• THE PROBLEM: Render the lines below as a JSON list of strings, one string per line, and skip any blank lines. Leave the pictures out of your answer.

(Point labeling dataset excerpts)
>>>

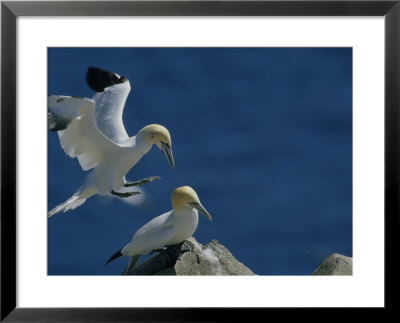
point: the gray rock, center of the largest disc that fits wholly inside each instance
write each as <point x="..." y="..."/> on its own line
<point x="335" y="264"/>
<point x="195" y="259"/>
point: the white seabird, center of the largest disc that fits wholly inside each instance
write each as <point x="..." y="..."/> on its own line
<point x="92" y="130"/>
<point x="167" y="229"/>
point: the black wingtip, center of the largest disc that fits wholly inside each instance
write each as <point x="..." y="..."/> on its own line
<point x="114" y="256"/>
<point x="98" y="79"/>
<point x="56" y="123"/>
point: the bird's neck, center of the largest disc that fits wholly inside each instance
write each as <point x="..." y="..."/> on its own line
<point x="143" y="144"/>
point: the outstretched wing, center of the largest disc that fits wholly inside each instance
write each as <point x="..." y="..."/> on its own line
<point x="74" y="119"/>
<point x="153" y="235"/>
<point x="112" y="92"/>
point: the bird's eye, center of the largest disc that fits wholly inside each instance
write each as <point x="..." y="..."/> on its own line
<point x="165" y="144"/>
<point x="193" y="203"/>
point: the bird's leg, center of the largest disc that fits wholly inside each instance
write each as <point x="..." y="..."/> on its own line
<point x="142" y="181"/>
<point x="124" y="194"/>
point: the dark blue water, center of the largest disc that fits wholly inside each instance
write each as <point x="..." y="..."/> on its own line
<point x="264" y="136"/>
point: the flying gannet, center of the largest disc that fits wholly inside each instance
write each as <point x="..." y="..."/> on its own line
<point x="167" y="229"/>
<point x="92" y="130"/>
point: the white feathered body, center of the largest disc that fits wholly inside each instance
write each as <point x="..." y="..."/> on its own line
<point x="167" y="229"/>
<point x="95" y="135"/>
<point x="110" y="174"/>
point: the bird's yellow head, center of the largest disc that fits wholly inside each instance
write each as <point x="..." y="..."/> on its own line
<point x="160" y="136"/>
<point x="186" y="197"/>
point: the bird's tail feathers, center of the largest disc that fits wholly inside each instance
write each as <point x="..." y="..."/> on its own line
<point x="133" y="260"/>
<point x="72" y="203"/>
<point x="114" y="256"/>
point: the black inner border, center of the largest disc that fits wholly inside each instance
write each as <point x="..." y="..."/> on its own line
<point x="10" y="10"/>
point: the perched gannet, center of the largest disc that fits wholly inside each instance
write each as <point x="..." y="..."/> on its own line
<point x="167" y="229"/>
<point x="92" y="130"/>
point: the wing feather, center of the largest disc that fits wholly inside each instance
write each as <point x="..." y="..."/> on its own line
<point x="81" y="138"/>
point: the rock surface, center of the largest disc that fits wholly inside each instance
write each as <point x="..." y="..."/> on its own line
<point x="335" y="264"/>
<point x="195" y="259"/>
<point x="192" y="258"/>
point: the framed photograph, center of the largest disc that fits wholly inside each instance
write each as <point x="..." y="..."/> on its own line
<point x="282" y="117"/>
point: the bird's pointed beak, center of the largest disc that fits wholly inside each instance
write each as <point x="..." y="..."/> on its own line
<point x="166" y="149"/>
<point x="202" y="209"/>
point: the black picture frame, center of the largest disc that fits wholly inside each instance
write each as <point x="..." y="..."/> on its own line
<point x="10" y="10"/>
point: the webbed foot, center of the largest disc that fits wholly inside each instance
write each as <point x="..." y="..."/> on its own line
<point x="123" y="194"/>
<point x="142" y="181"/>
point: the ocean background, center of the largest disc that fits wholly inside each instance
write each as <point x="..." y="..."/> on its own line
<point x="264" y="136"/>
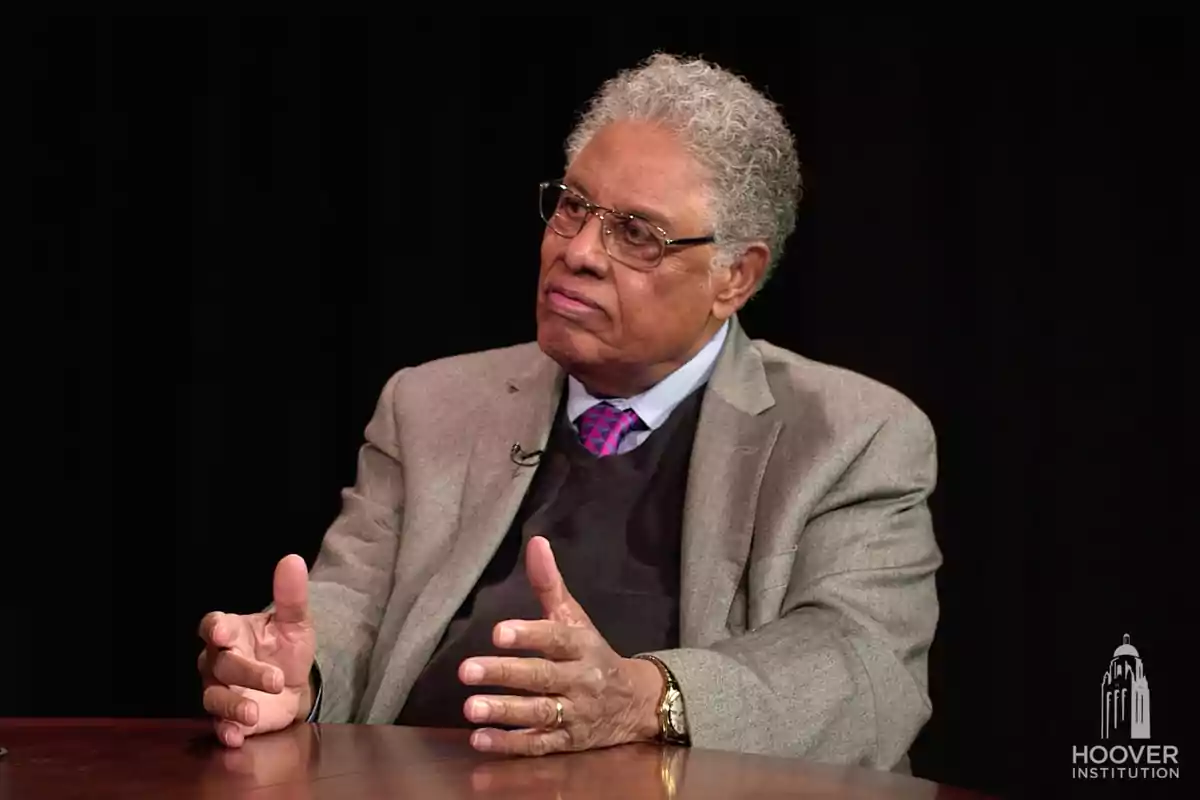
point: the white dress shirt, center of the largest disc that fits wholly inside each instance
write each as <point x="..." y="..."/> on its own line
<point x="653" y="405"/>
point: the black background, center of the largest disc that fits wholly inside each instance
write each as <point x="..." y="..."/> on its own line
<point x="247" y="224"/>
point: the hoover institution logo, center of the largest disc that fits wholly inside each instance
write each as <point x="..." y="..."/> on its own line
<point x="1125" y="727"/>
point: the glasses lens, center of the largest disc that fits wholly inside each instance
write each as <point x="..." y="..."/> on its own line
<point x="562" y="210"/>
<point x="634" y="241"/>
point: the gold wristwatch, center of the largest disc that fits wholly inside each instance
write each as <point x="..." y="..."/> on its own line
<point x="672" y="716"/>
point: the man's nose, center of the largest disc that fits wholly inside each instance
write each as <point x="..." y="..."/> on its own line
<point x="586" y="250"/>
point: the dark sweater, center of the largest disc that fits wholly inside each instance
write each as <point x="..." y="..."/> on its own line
<point x="615" y="527"/>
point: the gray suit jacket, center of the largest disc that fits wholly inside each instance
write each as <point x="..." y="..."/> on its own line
<point x="809" y="559"/>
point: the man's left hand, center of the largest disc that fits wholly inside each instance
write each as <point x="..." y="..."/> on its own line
<point x="606" y="699"/>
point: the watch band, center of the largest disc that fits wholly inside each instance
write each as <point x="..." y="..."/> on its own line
<point x="671" y="696"/>
<point x="315" y="677"/>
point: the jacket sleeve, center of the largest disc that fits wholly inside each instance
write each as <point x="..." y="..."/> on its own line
<point x="351" y="579"/>
<point x="841" y="675"/>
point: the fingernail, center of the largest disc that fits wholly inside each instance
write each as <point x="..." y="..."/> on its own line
<point x="479" y="710"/>
<point x="472" y="673"/>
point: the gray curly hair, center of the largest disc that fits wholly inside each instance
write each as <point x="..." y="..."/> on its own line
<point x="736" y="133"/>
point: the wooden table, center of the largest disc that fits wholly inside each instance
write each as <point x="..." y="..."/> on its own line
<point x="52" y="759"/>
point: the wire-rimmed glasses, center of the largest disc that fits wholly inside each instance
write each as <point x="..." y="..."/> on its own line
<point x="629" y="239"/>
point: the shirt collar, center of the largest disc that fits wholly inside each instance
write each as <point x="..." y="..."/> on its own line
<point x="654" y="405"/>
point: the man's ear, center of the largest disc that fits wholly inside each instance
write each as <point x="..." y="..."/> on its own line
<point x="739" y="280"/>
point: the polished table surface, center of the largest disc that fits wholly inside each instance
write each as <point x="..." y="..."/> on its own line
<point x="181" y="758"/>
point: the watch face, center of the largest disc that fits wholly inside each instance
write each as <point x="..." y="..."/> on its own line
<point x="675" y="714"/>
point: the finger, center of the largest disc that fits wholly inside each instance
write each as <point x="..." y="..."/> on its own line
<point x="547" y="584"/>
<point x="514" y="711"/>
<point x="235" y="669"/>
<point x="231" y="707"/>
<point x="521" y="743"/>
<point x="535" y="675"/>
<point x="291" y="590"/>
<point x="556" y="639"/>
<point x="229" y="733"/>
<point x="216" y="633"/>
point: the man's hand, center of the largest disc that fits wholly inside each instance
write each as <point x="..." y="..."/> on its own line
<point x="256" y="667"/>
<point x="606" y="699"/>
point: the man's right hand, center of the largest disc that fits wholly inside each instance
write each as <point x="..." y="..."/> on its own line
<point x="256" y="667"/>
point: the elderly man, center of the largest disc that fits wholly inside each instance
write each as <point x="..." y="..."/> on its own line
<point x="645" y="527"/>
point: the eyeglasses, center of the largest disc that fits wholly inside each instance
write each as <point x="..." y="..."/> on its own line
<point x="629" y="239"/>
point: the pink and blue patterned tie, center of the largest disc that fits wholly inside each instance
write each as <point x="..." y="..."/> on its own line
<point x="603" y="427"/>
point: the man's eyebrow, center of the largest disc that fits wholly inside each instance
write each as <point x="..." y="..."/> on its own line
<point x="651" y="215"/>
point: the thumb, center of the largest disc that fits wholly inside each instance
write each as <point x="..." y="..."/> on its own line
<point x="547" y="583"/>
<point x="291" y="591"/>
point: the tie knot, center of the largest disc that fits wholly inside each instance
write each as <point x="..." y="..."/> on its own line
<point x="603" y="427"/>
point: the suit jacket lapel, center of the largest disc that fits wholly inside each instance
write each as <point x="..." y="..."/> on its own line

<<<

• SOLUTION TO THE EXERCISE:
[
  "point: the gray rock, center of the largest disc that fits wholly inside each instance",
  "write each as <point x=\"...\" y=\"...\"/> on its own line",
  "<point x=\"335\" y=\"264\"/>",
  "<point x=\"195\" y=\"259\"/>",
  "point: the white seabird, center of the largest disc that fits wholly inside each instance",
  "write each as <point x=\"...\" y=\"...\"/> on its own line",
  "<point x=\"92\" y=\"130\"/>",
  "<point x=\"167\" y=\"229\"/>",
  "point: the black wingtip, center of the largest disc that fits wholly inside each instance",
  "write each as <point x=\"...\" y=\"...\"/> on its own line",
  "<point x=\"114\" y=\"256\"/>",
  "<point x=\"98\" y=\"79\"/>",
  "<point x=\"56\" y=\"123\"/>",
  "point: the bird's neck, center of the largest disc that fits wholly inside each instance",
  "write each as <point x=\"...\" y=\"...\"/> on its own line",
  "<point x=\"143\" y=\"144\"/>",
  "point: the outstretched wing, center of the largest disc that fits wholly inside each instance",
  "write each as <point x=\"...\" y=\"...\"/> on its own line",
  "<point x=\"74\" y=\"119\"/>",
  "<point x=\"153\" y=\"235\"/>",
  "<point x=\"112\" y=\"92\"/>",
  "point: the bird's eye, center of the largest disc that fits wholly inside each instance",
  "write each as <point x=\"...\" y=\"...\"/> on its own line",
  "<point x=\"165\" y=\"144\"/>",
  "<point x=\"193\" y=\"203\"/>",
  "point: the bird's leg, center of the largest disc that fits wholly inside each instance",
  "write each as <point x=\"...\" y=\"...\"/> on its own line",
  "<point x=\"142\" y=\"181\"/>",
  "<point x=\"124\" y=\"194\"/>",
  "point: the dark blue water, center of the largest disc that fits wholly inside each instance",
  "write each as <point x=\"...\" y=\"...\"/> on its own line",
  "<point x=\"264\" y=\"136\"/>",
  "point: the flying gannet, center of the largest disc that fits wholly inside each instance",
  "write each as <point x=\"...\" y=\"...\"/> on its own line",
  "<point x=\"167\" y=\"229\"/>",
  "<point x=\"92\" y=\"130\"/>",
  "point: the white feathered body, center of the largest disc that fits wholly inside each instance",
  "write each as <point x=\"...\" y=\"...\"/> on its own line",
  "<point x=\"167\" y=\"229\"/>",
  "<point x=\"95\" y=\"135\"/>",
  "<point x=\"110\" y=\"174\"/>",
  "point: the bird's yellow head, center of the largest disc that fits wholly inside each instance",
  "write each as <point x=\"...\" y=\"...\"/> on its own line",
  "<point x=\"160\" y=\"136\"/>",
  "<point x=\"186\" y=\"197\"/>",
  "point: the bird's tail feathers, center of the largest disc that fits wholly inside each instance",
  "write each as <point x=\"...\" y=\"...\"/> on its own line",
  "<point x=\"133\" y=\"260\"/>",
  "<point x=\"72\" y=\"203\"/>",
  "<point x=\"114\" y=\"256\"/>",
  "point: the black inner border, center of the largest disc that fits wholly inside each instance",
  "write each as <point x=\"...\" y=\"...\"/> on its own line",
  "<point x=\"10\" y=\"10\"/>",
  "point: the perched gannet, center of the largest disc that fits wholly inside each instance",
  "write each as <point x=\"...\" y=\"...\"/> on its own line",
  "<point x=\"167\" y=\"229\"/>",
  "<point x=\"92\" y=\"130\"/>",
  "point: the wing feather, center of the largest disc that fits wholly inside each instance",
  "write each as <point x=\"...\" y=\"...\"/> on its own line",
  "<point x=\"81\" y=\"138\"/>",
  "point: the rock surface, center of the largest disc that fits wholly inside each instance",
  "write each as <point x=\"...\" y=\"...\"/> on its own line",
  "<point x=\"335\" y=\"264\"/>",
  "<point x=\"195\" y=\"259\"/>",
  "<point x=\"192\" y=\"258\"/>",
  "point: the framed photograph, center of the largest disc that fits wholly inside each instance",
  "write each as <point x=\"...\" y=\"...\"/> on its own line",
  "<point x=\"282\" y=\"117\"/>",
  "point: the bird's pointed beak, center of the largest disc that fits wholly inside each instance",
  "write each as <point x=\"...\" y=\"...\"/> on its own line",
  "<point x=\"166\" y=\"149\"/>",
  "<point x=\"202\" y=\"209\"/>",
  "point: the black picture frame, center of the largest disc that fits wholly inside each instance",
  "write each as <point x=\"...\" y=\"...\"/> on its own line",
  "<point x=\"10\" y=\"10\"/>",
  "point: the webbed foot, center of the largest disc that fits wholly inside each instance",
  "write each as <point x=\"...\" y=\"...\"/> on its own line",
  "<point x=\"123\" y=\"194\"/>",
  "<point x=\"142\" y=\"181\"/>",
  "point: the ocean background, center of the largest disc that fits wholly inside each instance",
  "write each as <point x=\"...\" y=\"...\"/> on its own line",
  "<point x=\"264\" y=\"136\"/>",
  "point: the white dress shirt, center of the largest disc that fits wholly inside each instance",
  "write each as <point x=\"...\" y=\"...\"/> on its own line",
  "<point x=\"653\" y=\"405\"/>",
  "point: the black background, center of the largest disc that fits wholly inside each instance",
  "write each as <point x=\"...\" y=\"...\"/> on its own line",
  "<point x=\"247\" y=\"224\"/>",
  "point: the hoover institution logo, center of the largest disc that fits wholly inside each instance",
  "write each as <point x=\"...\" y=\"...\"/> on its own line",
  "<point x=\"1125\" y=\"727\"/>",
  "point: the glasses lens, center of the largest disc that fits wholly inside each instance",
  "write each as <point x=\"...\" y=\"...\"/> on its own line",
  "<point x=\"562\" y=\"210\"/>",
  "<point x=\"634\" y=\"241\"/>",
  "point: the gold wristwatch, center of the largest disc that fits wholly inside each instance",
  "write each as <point x=\"...\" y=\"...\"/> on its own line",
  "<point x=\"672\" y=\"716\"/>",
  "point: the man's nose, center of the largest disc that fits wholly inside each instance",
  "write each as <point x=\"...\" y=\"...\"/> on its own line",
  "<point x=\"586\" y=\"250\"/>",
  "point: the dark sweater, center of the largest disc that fits wholly inside each instance",
  "write each as <point x=\"...\" y=\"...\"/> on its own line",
  "<point x=\"615\" y=\"527\"/>",
  "point: the gray suit jacket, center of the largest disc that fits wholly inside each instance",
  "write each as <point x=\"...\" y=\"...\"/> on its own line",
  "<point x=\"809\" y=\"559\"/>",
  "point: the man's left hand, center of the largest disc that fits wholly inside each instance",
  "write each as <point x=\"...\" y=\"...\"/> on its own line",
  "<point x=\"606\" y=\"699\"/>",
  "point: the watch band, center of the largest disc that fits wholly inside each instance",
  "write each as <point x=\"...\" y=\"...\"/> on its own line",
  "<point x=\"671\" y=\"696\"/>",
  "<point x=\"315\" y=\"677\"/>",
  "point: the jacket sleeve, center of the largest disc that fits wholly inside each instance",
  "write each as <point x=\"...\" y=\"...\"/> on its own line",
  "<point x=\"351\" y=\"579\"/>",
  "<point x=\"841\" y=\"675\"/>",
  "point: the fingernail, center of the largest disc that fits wholly inside each instance",
  "write each as <point x=\"...\" y=\"...\"/> on its own line",
  "<point x=\"479\" y=\"710\"/>",
  "<point x=\"472\" y=\"673\"/>",
  "point: the gray curly hair, center of the largest disc that fits wholly inside each instance",
  "write each as <point x=\"...\" y=\"...\"/> on its own line",
  "<point x=\"736\" y=\"133\"/>",
  "point: the wooden table, center of the largest disc that fits wholly inside each instance",
  "write each as <point x=\"...\" y=\"...\"/> on its own line",
  "<point x=\"52\" y=\"759\"/>",
  "point: the wire-rimmed glasses, center of the largest disc that fits wholly inside each instance",
  "write each as <point x=\"...\" y=\"...\"/> on its own line",
  "<point x=\"629\" y=\"239\"/>",
  "point: the shirt collar, center of the largest disc that fits wholly inside each instance",
  "write each as <point x=\"...\" y=\"...\"/> on its own line",
  "<point x=\"654\" y=\"405\"/>",
  "point: the man's ear, center of the largest disc that fits wholly inside each instance",
  "write each as <point x=\"...\" y=\"...\"/> on its own line",
  "<point x=\"739\" y=\"280\"/>",
  "point: the polished table surface, center of the largest disc that fits wholly inside each instance",
  "write each as <point x=\"...\" y=\"...\"/> on its own line",
  "<point x=\"181\" y=\"758\"/>",
  "point: the watch face, center of the largest disc that fits wholly inside each instance",
  "write each as <point x=\"...\" y=\"...\"/> on its own line",
  "<point x=\"675\" y=\"714\"/>",
  "point: the finger, center of the largest disc that fits wholly inside each instance",
  "write each as <point x=\"...\" y=\"...\"/> on its own line",
  "<point x=\"547\" y=\"584\"/>",
  "<point x=\"514\" y=\"711\"/>",
  "<point x=\"235\" y=\"669\"/>",
  "<point x=\"231\" y=\"707\"/>",
  "<point x=\"521\" y=\"743\"/>",
  "<point x=\"535\" y=\"675\"/>",
  "<point x=\"291\" y=\"590\"/>",
  "<point x=\"556\" y=\"639\"/>",
  "<point x=\"229\" y=\"733\"/>",
  "<point x=\"216\" y=\"633\"/>",
  "point: the man's hand, center of the largest disc that fits wholly inside each instance",
  "write each as <point x=\"...\" y=\"...\"/> on its own line",
  "<point x=\"256\" y=\"667\"/>",
  "<point x=\"606\" y=\"699\"/>",
  "point: the man's right hand, center of the largest disc that fits wholly inside each instance",
  "write each as <point x=\"...\" y=\"...\"/> on its own line",
  "<point x=\"256\" y=\"667\"/>",
  "point: the elderly man, center of the largest disc that fits wholly inside each instance",
  "write each as <point x=\"...\" y=\"...\"/> on its own line",
  "<point x=\"645\" y=\"527\"/>",
  "point: the eyeglasses, center of the largest disc that fits wholly inside each instance",
  "write each as <point x=\"...\" y=\"...\"/> on its own line",
  "<point x=\"629\" y=\"239\"/>",
  "point: the pink and blue patterned tie, center of the largest disc that fits wholly inside each instance",
  "write each as <point x=\"...\" y=\"...\"/> on its own line",
  "<point x=\"603\" y=\"427\"/>",
  "point: the man's eyebrow, center of the largest disc that fits wholly inside each instance",
  "write each as <point x=\"...\" y=\"...\"/> on its own line",
  "<point x=\"651\" y=\"215\"/>",
  "point: the thumb, center of the largest disc that fits wholly inside each instance",
  "write each as <point x=\"...\" y=\"...\"/> on its own line",
  "<point x=\"547\" y=\"583\"/>",
  "<point x=\"291\" y=\"591\"/>",
  "point: the tie knot, center of the largest disc that fits wholly inside each instance",
  "write each as <point x=\"...\" y=\"...\"/> on its own line",
  "<point x=\"603\" y=\"427\"/>",
  "point: the suit jacket lapel, center of the largest disc that fits wholly inside each instance",
  "write each as <point x=\"...\" y=\"...\"/> on its own line"
]